§ YOUR ASSIGNMENT: Copy out the entries that follow, exactly as written.

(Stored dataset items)
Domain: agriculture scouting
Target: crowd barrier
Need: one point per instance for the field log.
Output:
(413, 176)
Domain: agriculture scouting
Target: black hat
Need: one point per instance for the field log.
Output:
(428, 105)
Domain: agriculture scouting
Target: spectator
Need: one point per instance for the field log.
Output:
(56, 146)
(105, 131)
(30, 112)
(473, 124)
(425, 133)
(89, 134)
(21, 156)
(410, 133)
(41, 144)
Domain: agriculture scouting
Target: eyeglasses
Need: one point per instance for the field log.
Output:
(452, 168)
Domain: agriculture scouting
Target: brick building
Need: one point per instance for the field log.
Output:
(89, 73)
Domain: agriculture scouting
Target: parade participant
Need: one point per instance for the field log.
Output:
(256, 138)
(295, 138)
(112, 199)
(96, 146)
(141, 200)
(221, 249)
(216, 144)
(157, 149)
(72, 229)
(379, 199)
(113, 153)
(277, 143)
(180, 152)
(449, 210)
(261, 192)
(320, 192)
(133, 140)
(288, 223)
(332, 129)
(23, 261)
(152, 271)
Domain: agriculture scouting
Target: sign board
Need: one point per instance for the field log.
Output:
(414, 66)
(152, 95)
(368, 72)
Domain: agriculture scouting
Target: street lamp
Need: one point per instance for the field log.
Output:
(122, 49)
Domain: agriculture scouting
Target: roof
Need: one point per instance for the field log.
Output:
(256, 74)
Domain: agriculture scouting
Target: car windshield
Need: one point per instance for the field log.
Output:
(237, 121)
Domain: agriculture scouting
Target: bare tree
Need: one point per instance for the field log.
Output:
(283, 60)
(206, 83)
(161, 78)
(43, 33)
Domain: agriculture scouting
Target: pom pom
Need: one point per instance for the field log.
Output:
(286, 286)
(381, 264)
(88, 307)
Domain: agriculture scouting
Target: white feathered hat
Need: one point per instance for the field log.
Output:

§ REPLY TO THE EXERCISE:
Domain: agriculture scouting
Target: crowd barrier
Need: one point per instance for the field log.
Output:
(413, 176)
Domain: agriculture scouting
Target: black hat
Need: one point per instance for the field log.
Output:
(428, 105)
Domain: agriculture scouting
Target: spectator
Need: one point per instance for the field log.
Output:
(56, 146)
(105, 131)
(30, 112)
(473, 124)
(425, 133)
(89, 134)
(21, 156)
(410, 133)
(41, 144)
Domain: agriculture scouting
Target: eyeglasses
Need: one point per instance for the field log.
Output:
(452, 168)
Domain: agriculture scouting
Target: brick building
Need: one point per instance for the field log.
Output:
(89, 73)
Domain: agriculture scouting
Target: parade participant
Need: one point per instance for the field log.
Output:
(256, 138)
(295, 138)
(112, 199)
(96, 146)
(141, 200)
(221, 249)
(216, 144)
(157, 149)
(72, 229)
(379, 199)
(113, 153)
(277, 143)
(180, 152)
(449, 210)
(261, 192)
(320, 192)
(133, 140)
(288, 223)
(332, 129)
(23, 261)
(152, 271)
Domain: agriculture scouting
Target: sign board
Need: one point per instance for the field log.
Output:
(414, 66)
(152, 95)
(368, 72)
Domain: agriculture scouting
Target: street lamp
Need: one point per instance for the field log.
Output:
(122, 49)
Domain: agriculture scouting
Target: roof
Need: one point per instance for the field log.
Output:
(256, 74)
Domain: agriculture scouting
Target: car windshield
Need: one point per instance for the field log.
Output:
(237, 121)
Domain: agriculture scouting
Target: bare tree
Need: one point per instance for the field log.
Output:
(283, 60)
(206, 83)
(161, 78)
(43, 33)
Domain: agriculture scouting
Target: pom pom
Need: one point per instance for the field log.
Output:
(286, 286)
(381, 264)
(88, 307)
Domain: agriculture scouting
Target: white feathered hat
Need: one point per instance for the field log.
Output:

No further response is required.